Object pointing dataset rows

-- begin --

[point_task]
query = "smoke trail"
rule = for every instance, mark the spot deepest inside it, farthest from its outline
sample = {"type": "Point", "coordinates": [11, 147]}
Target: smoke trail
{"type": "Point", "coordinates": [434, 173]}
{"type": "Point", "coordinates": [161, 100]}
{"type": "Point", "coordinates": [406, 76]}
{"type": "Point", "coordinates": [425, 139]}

-- end --
-- begin --

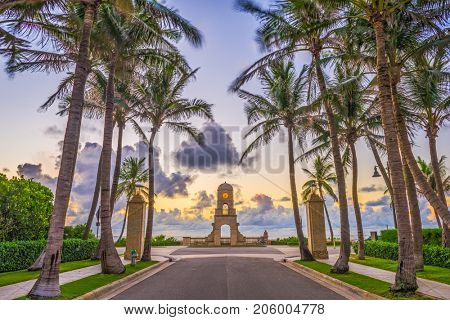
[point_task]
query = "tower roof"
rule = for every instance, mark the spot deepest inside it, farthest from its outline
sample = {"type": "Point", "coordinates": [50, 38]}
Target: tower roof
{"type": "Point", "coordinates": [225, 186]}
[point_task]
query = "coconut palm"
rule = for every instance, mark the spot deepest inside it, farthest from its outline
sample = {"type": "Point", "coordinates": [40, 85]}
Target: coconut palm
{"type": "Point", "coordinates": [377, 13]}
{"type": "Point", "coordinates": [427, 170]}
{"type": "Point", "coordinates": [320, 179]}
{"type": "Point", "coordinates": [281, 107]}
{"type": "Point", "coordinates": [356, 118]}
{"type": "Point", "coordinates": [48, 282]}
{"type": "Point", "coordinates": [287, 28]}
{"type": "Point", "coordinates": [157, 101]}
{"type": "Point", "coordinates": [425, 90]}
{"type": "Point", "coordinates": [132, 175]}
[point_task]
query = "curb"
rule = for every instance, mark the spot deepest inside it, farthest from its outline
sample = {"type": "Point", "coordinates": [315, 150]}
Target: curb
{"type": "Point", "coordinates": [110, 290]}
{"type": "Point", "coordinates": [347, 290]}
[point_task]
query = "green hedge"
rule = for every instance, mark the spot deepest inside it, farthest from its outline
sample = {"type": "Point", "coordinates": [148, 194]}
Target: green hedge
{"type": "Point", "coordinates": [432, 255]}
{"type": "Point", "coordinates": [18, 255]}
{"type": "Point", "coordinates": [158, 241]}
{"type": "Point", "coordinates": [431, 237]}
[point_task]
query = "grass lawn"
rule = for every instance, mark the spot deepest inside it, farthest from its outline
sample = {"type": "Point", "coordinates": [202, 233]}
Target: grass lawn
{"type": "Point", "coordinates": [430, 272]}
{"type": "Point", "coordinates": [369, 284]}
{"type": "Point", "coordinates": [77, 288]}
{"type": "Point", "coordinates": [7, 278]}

-- end --

## PROBLEM DESCRIPTION:
Gather every line of the material above that contains the string "trail", matching case exactly.

## SOLUTION FOR THIS TASK:
query = "smoke trail"
Target: smoke trail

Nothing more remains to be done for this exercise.